■ Problem details ■
Format the entries from the line containing "written like (46,233)." through the end of the entries as a Markdown table with two columns, Row and Line. Number each line and leave out blank lines.
-- start of Data records --
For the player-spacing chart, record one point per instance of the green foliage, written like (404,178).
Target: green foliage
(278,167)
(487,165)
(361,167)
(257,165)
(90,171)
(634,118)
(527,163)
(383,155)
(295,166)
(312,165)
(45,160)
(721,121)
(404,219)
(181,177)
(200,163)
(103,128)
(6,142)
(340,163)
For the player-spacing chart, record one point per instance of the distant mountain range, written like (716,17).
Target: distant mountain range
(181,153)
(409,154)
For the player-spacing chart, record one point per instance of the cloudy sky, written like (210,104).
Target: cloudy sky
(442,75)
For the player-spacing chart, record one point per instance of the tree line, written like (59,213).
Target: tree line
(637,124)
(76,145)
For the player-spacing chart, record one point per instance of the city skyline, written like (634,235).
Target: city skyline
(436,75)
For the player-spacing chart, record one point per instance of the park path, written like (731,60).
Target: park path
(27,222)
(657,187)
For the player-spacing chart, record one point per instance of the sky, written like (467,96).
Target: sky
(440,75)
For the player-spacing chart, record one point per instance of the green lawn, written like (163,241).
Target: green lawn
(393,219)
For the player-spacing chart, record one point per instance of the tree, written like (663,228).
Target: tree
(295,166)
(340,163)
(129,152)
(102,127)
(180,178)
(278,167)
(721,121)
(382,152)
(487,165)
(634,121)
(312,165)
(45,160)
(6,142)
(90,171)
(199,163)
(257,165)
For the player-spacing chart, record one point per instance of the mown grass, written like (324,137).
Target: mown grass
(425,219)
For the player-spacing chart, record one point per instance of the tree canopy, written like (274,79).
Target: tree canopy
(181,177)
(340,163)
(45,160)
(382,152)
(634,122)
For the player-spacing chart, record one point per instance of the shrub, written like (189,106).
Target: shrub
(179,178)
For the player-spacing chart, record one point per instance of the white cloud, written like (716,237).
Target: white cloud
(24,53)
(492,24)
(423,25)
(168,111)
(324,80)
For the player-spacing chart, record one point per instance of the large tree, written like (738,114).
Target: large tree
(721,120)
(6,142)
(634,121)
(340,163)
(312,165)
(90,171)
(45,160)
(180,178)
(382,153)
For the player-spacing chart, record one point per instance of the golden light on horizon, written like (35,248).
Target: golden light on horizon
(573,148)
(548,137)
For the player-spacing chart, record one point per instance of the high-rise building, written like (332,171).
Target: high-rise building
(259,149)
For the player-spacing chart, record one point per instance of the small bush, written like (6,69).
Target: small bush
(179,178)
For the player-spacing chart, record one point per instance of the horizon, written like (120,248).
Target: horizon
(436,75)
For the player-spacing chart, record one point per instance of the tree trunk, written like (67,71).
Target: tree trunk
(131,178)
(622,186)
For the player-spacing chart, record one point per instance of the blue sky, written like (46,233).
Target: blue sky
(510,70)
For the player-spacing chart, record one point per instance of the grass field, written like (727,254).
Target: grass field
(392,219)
-- end of Data records --
■ Answer for this exercise ■
| Row | Line |
|---|---|
| 1 | For the player-spacing chart, record one point per instance of the blue sky, written like (46,233). |
| 2 | Target: blue sky |
| 3 | (510,70) |
| 4 | For the player-spacing chart, record one point per instance of the grass field, written like (727,254). |
| 5 | Target: grass field |
| 6 | (392,219) |